Problem - All of the records should come back exactly as written.

Stored data -
○ ○ ○ ○ ○ ○ ○

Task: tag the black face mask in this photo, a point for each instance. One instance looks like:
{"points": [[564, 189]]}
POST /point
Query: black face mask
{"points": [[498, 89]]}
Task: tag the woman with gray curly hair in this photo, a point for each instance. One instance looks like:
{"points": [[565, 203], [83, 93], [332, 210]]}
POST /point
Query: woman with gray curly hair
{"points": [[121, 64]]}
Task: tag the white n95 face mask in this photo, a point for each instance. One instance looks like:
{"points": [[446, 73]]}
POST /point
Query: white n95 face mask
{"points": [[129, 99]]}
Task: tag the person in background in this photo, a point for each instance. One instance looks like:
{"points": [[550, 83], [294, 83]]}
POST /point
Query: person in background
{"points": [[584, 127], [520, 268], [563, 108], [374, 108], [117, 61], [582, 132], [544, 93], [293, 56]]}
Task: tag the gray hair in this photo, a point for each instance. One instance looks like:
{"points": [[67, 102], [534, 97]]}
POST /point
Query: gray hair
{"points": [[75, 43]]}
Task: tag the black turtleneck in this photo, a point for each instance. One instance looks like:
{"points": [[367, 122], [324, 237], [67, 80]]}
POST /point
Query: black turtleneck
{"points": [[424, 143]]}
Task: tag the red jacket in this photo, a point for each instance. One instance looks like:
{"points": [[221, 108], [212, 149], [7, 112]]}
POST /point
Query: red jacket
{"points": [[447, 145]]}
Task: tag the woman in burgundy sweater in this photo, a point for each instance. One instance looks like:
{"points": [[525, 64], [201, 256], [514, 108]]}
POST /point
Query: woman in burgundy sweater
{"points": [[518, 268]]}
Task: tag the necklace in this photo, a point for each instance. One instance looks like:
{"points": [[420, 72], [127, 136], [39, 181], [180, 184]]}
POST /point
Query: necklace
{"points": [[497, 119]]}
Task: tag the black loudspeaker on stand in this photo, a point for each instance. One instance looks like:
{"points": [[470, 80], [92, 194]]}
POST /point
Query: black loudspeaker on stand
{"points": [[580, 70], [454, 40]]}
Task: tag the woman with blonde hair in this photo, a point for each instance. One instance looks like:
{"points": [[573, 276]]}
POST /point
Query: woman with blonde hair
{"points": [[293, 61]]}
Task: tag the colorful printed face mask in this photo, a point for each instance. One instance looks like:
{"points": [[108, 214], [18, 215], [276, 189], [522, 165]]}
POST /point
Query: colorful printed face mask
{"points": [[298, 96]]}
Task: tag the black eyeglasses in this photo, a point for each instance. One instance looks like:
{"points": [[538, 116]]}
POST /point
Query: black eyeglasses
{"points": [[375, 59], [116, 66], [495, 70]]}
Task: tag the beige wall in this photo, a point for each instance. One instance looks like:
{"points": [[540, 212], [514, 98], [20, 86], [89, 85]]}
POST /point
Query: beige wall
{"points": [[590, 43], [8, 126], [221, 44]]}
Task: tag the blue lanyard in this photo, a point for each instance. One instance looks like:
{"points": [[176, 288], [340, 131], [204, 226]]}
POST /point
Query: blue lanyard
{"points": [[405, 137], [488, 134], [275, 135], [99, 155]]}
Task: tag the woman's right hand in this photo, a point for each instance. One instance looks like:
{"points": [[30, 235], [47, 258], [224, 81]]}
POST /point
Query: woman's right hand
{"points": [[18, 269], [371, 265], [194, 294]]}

○ ○ ○ ○ ○ ○ ○

Task result -
Task: tag the black face mask in this photo, a point for each instance. One instance looks like:
{"points": [[564, 189]]}
POST /point
Query: black face mask
{"points": [[498, 89]]}
Task: tag the woman with gray curly hair in this photo, a point for each instance. One instance looks like:
{"points": [[565, 203], [83, 93], [332, 210]]}
POST /point
Query: woman with gray curly hair
{"points": [[121, 64]]}
Task: tag the white n95 face mask in this photo, a point for each instance. One instance looks like:
{"points": [[446, 73]]}
POST /point
Query: white n95 face mask
{"points": [[129, 99]]}
Task: tag the person in background in this photo, a point for each instance. One instance looks like:
{"points": [[550, 83], [294, 83]]}
POST /point
Query: person in background
{"points": [[584, 127], [520, 268], [563, 108], [374, 108], [117, 61], [582, 132], [544, 93], [293, 56]]}
Task: tag the gray hair in this photo, a point for each instance. One instance looks like:
{"points": [[67, 102], [534, 97]]}
POST /point
Query: gray hair
{"points": [[75, 43]]}
Task: tag the black turtleneck in this photo, a point for each instance. One instance looks like:
{"points": [[367, 122], [324, 237], [67, 80]]}
POST /point
Query: black turtleneck
{"points": [[424, 143]]}
Task: tag the red jacket in this photo, a point for each instance. One instance looks like:
{"points": [[221, 108], [212, 149], [7, 112]]}
POST /point
Query: red jacket
{"points": [[447, 145]]}
Task: tag the woman in burgundy sweater in this photo, a point for each instance. One instance looks like:
{"points": [[525, 64], [201, 256], [514, 108]]}
POST /point
Query: woman in burgundy sweater
{"points": [[518, 268]]}
Task: tag the necklace in this photo, a point for each instance. One instance looks like:
{"points": [[420, 72], [127, 136], [39, 181], [180, 184]]}
POST /point
Query: necklace
{"points": [[497, 119]]}
Task: tag the black loudspeaker on stand in this photo, a point for each instance. One instance looks like:
{"points": [[470, 80], [92, 194]]}
POST /point
Query: black loudspeaker on stand
{"points": [[580, 70], [454, 40]]}
Task: tag the woman with blonde hair in this photo, a point for each instance. One instance looks like:
{"points": [[573, 276]]}
POST /point
Query: woman with blonde hair
{"points": [[293, 61]]}
Task: tag the colorful printed face mask in this photo, a point for each instance. One instance looks like:
{"points": [[108, 214], [18, 215], [276, 189], [522, 165]]}
POST /point
Query: colorful printed face mask
{"points": [[298, 96]]}
Task: tag the black eyeglasses in this photo, a point for each instance. One instance looks like:
{"points": [[538, 116]]}
POST /point
Query: black eyeglasses
{"points": [[375, 59], [116, 66], [495, 70]]}
Task: tag the beige wall in this photo, a point for each instance. One instance looks like:
{"points": [[540, 212], [514, 98], [20, 86], [89, 85]]}
POST /point
Query: beige wall
{"points": [[590, 43], [8, 126], [221, 44]]}
Task: tag the blue lanyard in this photo, a point for each instance. One instance looks like:
{"points": [[176, 288], [340, 131], [204, 226]]}
POST /point
Query: blue lanyard
{"points": [[405, 137], [488, 134], [275, 135], [99, 155]]}
Task: tag the woman's right hand in this photo, a point for each instance. One instance looks like:
{"points": [[30, 235], [47, 258], [224, 81]]}
POST /point
Query: woman's right hand
{"points": [[18, 269], [371, 265], [194, 294]]}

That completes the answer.